**TO-DO LIST:**
a: List the section headings in the Proof of Reserves article that appears below.
b: Count the lines of the records below that contain the string "front". Case counts. Give only the number.

The cryptocurrency market has witnessed a year of volatility and new lows. The recent FTX collapse has upended the industry, and confidence in centralized entities is eroding. The ambiguity surrounding cryptocurrency exchanges’ liquidity reserves is at an all-time high. Those still operating need a strategy to regain user confidence and prevent a mass exodus of customers.
The Proof of Reserves (PoR) concept has gained much traction as a potential solution to regain consumer trust. PoR is a background check seeking to increase public transparency of centralized cryptocurrency reserves through a verifiable auditing procedure.
Proof of Reserves: Explained
Proof of Reserves (PoR) is the process crypto exchanges use to be publicly transparent about their records and funds for their users. PoR is an audit carried out by a third party (such as Armanino) to compare and verify custodian holdings (assets) with user funds (liabilities).
PoR allows an exchange to prove that it holds the funds it claims to have on behalf of its clients. This gives users transparency and reassurance that the exchange is financially stable and can return users’ funds in a crisis. Therefore, the goal of Proof-of-Reserves is to ensure both their users and the public that the exchange is solvent and carries an amount equal to or greater than the sum of the clients’ balance.
Proof of Reserves versus TradFi accounting
Periodic financial audits by third parties or auditors are standard among traditional finance (TradFi) institutions. However, while these auditors examine the accuracy of a company’s financial state, most institutions do not disclose information about their financial assets to the public in a comprehensive, verifiable manner.
The PoR model involves a third party reviewing the necessary data to confirm that an exchange holds enough digital assets to cover user deposits, much like the well-established TradFi audit approach. On the other hand, the cryptographic, public, and immutable characteristics of blockchain technology make it possible for transparent and privacy-centered methods of conducting an audit.
PoR uses novel blockchain technology and a cryptographic accounting method called a Merkle Tree structure (or hash tree) to confirm exchange holdings and the whereabouts of their funds. The Merkle Tree data structure divides complex data into smaller, more manageable pieces for quicker and more efficient processing. Additionally, the Merkle Tree structure offers a secure method of auditing a cryptocurrency business without revealing personal data.
Proof of Solvency: The real “proof” we should be addressing?
Although the phrase “Proof of Reserves” seems to be grabbing attention in the cryptocurrency community. Proof of Reserves is only one component of the puzzle that indicates whether a cryptocurrency exchange or company is financially steady.
PoR frequently considers asset reserves, but it excludes exchange liabilities, particularly user deposits. Even though publishing only evidence of assets has advantages, revealing liabilities in conjunction provide a more comprehensive outlook of an exchange’s financial situation.

**DATA FOR THIS TASK:**

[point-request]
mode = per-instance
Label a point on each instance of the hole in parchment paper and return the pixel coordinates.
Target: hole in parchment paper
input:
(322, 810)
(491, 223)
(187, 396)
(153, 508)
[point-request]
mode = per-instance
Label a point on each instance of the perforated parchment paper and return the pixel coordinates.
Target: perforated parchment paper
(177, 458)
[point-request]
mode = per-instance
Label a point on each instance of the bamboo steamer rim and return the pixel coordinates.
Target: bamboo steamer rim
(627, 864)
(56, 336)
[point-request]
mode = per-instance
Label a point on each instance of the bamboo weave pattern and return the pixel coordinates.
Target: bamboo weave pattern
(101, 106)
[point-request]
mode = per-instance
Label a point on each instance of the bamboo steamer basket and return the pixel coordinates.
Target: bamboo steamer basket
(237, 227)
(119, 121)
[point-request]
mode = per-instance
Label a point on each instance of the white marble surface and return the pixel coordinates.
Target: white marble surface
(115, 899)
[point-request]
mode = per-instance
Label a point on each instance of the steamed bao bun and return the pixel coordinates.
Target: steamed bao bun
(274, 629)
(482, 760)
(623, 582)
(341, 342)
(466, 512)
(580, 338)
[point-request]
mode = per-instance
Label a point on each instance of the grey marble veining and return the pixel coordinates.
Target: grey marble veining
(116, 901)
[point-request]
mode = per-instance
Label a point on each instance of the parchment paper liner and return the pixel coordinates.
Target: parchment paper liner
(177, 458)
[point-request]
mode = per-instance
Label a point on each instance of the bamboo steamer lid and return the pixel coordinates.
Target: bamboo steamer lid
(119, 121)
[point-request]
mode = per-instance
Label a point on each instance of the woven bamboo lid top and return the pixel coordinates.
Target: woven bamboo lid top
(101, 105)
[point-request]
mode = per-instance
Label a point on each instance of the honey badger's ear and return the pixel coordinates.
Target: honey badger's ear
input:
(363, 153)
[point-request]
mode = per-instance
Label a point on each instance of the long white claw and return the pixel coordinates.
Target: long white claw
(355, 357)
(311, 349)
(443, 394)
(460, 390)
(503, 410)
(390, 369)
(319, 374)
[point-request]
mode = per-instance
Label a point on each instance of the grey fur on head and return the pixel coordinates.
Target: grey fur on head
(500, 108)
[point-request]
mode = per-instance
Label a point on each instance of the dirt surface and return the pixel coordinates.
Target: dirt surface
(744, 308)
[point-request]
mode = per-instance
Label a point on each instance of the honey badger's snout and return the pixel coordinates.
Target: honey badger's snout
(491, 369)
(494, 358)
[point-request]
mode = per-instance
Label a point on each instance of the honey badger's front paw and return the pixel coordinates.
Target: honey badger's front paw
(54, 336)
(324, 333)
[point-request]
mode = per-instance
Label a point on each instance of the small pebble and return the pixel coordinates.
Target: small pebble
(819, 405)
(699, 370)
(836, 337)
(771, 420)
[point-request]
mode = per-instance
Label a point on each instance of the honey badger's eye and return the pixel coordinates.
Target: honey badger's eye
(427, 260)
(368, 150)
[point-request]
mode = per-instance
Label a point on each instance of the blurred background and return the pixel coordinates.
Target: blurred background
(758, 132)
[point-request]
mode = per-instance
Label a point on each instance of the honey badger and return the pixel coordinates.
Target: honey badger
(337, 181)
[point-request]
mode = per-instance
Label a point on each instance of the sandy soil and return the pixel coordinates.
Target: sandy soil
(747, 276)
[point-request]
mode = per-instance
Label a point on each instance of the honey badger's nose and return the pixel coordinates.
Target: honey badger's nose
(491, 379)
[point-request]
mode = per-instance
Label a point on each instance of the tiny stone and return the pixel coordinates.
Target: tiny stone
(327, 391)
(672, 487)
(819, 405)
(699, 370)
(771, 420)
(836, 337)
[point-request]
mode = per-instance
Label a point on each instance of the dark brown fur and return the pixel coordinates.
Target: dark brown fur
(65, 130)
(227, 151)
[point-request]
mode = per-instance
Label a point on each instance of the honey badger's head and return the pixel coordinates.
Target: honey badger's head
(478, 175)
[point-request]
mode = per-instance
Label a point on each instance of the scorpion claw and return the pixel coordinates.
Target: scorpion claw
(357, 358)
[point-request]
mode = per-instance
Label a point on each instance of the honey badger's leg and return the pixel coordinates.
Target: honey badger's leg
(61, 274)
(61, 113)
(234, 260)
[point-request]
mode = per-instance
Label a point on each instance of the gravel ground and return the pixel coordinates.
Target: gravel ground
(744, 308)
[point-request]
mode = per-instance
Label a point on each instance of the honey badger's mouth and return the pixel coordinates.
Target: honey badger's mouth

**THE RESPONSES:**
a:
Proof of Reserves: Explained
Proof of Reserves versus TradFi accounting
Proof of Solvency: The real “proof” we should be addressing?

b: 2